__Task to complete__. Report every line below that holds the word "boat".

__Data shown__.
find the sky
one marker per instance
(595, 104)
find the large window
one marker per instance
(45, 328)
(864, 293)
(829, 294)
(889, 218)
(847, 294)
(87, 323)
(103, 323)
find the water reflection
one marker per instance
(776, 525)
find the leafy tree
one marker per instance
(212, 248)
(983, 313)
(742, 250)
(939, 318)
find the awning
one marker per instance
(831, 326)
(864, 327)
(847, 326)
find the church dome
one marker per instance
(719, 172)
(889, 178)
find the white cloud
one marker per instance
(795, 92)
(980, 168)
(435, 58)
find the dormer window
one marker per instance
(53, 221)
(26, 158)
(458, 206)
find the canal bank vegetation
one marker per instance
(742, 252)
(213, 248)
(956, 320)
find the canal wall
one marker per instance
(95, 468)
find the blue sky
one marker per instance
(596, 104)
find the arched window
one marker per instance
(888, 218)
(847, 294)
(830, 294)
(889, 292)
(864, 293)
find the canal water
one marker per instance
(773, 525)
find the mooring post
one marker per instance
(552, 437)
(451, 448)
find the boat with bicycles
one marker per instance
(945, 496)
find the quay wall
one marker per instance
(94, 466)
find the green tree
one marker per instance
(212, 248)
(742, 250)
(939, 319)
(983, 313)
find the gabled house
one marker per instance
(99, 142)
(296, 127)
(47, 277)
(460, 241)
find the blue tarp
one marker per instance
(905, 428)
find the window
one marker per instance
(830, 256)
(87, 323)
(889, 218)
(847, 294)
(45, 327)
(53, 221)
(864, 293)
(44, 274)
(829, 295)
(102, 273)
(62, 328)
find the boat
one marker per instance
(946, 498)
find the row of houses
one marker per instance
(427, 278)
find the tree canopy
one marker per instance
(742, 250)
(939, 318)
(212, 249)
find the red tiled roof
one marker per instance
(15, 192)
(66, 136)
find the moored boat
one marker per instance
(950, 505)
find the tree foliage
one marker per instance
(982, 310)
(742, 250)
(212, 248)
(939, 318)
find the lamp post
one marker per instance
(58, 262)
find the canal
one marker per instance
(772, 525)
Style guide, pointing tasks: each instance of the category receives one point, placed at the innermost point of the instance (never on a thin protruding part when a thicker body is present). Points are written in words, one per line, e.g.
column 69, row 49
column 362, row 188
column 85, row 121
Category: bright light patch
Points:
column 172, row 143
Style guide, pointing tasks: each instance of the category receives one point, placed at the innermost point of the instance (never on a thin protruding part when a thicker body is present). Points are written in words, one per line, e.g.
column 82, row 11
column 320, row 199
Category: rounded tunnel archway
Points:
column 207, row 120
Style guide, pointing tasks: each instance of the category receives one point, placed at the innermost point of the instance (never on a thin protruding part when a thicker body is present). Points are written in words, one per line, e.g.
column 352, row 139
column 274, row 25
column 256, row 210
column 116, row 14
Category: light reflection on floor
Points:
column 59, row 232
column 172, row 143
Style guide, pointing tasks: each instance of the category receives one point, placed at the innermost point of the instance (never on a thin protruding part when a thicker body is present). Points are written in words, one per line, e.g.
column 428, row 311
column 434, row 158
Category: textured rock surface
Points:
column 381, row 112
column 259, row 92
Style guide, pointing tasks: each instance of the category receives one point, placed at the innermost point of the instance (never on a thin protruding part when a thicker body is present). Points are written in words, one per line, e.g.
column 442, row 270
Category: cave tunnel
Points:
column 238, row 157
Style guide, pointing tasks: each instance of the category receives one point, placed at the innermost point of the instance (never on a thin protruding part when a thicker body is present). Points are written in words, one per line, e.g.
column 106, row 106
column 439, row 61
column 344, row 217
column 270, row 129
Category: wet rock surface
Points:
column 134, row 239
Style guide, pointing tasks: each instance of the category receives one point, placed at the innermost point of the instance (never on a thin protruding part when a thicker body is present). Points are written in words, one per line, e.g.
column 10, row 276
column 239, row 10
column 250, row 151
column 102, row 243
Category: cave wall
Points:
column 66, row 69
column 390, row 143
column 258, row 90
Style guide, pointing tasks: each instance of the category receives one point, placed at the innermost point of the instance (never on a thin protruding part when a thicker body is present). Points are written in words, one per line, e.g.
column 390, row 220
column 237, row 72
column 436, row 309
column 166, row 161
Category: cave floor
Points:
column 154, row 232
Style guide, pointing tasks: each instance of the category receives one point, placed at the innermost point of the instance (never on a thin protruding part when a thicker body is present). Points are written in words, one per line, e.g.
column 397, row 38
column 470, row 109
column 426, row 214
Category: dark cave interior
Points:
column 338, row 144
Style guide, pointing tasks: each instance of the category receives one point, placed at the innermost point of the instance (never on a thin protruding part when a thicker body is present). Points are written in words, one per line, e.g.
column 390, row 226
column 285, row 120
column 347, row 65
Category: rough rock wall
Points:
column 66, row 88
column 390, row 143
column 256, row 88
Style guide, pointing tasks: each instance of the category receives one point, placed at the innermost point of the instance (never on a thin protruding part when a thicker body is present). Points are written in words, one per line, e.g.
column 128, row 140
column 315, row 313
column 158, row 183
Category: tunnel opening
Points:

__Your solution__.
find the boat with bicycles
find the boat
find the moored boat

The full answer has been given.